Copy the entries from the start through the line containing "[540,298,567,318]", multiplying every bounding box coordinate in the answers by 1.95 and rounding to whole numbers, with halves rounded up. Keep all other lines unchanged.

——

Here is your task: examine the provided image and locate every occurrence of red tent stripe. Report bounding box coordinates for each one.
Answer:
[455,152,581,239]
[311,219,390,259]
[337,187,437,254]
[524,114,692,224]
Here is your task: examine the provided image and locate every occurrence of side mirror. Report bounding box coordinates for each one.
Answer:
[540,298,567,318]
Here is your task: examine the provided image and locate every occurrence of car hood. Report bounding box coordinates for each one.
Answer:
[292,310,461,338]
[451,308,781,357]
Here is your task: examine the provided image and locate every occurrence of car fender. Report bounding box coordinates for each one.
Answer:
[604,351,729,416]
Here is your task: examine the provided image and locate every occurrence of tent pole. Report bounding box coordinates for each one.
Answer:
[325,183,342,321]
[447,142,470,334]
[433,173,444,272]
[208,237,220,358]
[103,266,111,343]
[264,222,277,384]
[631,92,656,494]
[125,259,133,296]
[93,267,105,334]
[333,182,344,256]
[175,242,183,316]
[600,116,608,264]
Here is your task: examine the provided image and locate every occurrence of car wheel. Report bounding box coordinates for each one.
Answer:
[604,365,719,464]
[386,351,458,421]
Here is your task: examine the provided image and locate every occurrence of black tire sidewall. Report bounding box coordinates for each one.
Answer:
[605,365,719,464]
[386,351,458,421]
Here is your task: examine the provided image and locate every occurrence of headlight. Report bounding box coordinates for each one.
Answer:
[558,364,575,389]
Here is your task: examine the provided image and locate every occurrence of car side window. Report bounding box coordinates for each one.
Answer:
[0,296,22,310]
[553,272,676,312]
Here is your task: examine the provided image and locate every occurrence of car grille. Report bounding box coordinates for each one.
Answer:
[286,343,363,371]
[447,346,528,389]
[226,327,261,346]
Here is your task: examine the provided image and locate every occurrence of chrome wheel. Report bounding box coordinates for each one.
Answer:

——

**Response to the task:**
Here is your task: examine the provided image and locate every occurrence of red tent stripe. Report bounding box coordinates for each one.
Answer:
[887,296,1133,466]
[606,427,761,505]
[657,365,852,495]
[1022,222,1349,437]
Here is your task: examine the provided image and locate every occurrence of side mirror. Report bounding box coordinates for each one.
Answer:
[1053,581,1106,620]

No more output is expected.